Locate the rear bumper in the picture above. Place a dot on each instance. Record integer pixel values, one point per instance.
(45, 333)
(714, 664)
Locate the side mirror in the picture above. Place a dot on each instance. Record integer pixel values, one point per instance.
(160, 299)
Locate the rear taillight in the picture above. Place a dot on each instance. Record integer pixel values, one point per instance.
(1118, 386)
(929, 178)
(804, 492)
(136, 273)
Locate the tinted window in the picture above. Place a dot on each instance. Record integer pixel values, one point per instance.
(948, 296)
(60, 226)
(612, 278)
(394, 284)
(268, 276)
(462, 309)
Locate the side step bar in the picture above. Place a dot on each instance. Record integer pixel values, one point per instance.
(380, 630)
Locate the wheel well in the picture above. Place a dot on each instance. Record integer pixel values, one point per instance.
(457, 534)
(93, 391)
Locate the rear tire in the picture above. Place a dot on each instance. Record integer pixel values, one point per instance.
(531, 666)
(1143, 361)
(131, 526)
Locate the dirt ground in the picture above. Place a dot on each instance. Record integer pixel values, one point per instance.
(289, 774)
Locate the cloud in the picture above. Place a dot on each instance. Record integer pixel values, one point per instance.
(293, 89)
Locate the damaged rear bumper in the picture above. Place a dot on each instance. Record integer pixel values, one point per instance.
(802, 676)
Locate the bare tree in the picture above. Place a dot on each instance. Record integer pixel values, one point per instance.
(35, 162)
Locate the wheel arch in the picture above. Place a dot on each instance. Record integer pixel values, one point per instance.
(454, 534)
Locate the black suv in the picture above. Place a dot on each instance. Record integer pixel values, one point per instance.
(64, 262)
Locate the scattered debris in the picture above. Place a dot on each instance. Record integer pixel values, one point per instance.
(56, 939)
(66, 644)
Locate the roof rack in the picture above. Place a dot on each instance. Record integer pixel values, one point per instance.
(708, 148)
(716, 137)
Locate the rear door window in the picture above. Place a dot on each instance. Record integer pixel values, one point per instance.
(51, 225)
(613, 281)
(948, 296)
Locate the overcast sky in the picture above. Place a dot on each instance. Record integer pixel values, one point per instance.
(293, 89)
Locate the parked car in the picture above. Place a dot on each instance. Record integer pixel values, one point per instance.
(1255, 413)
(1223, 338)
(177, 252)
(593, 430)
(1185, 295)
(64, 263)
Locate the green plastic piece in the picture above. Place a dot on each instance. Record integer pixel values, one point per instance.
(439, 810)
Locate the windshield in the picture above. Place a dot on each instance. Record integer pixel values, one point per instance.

-- -- --

Find the line containing "Locate the overcast" in the material above. Print it and every line after it through the end, exactly and only those.

Locate the overcast sky in the picture above. Place a dot on each instance. Record integer pixel values, one point per instance.
(293, 89)
Locate the parked car in the picture above. Place a dot on each instance. Record integer pixel values, one point per instance.
(1255, 413)
(1223, 338)
(177, 252)
(593, 430)
(1185, 295)
(64, 263)
Locate the green plastic piece in the picture above. Place a dot on each instance. Record integer pixel values, one point per instance.
(439, 810)
Locate the windshield in the picture above. Place a dot on each instance. Record integer pixel values, one point per instance.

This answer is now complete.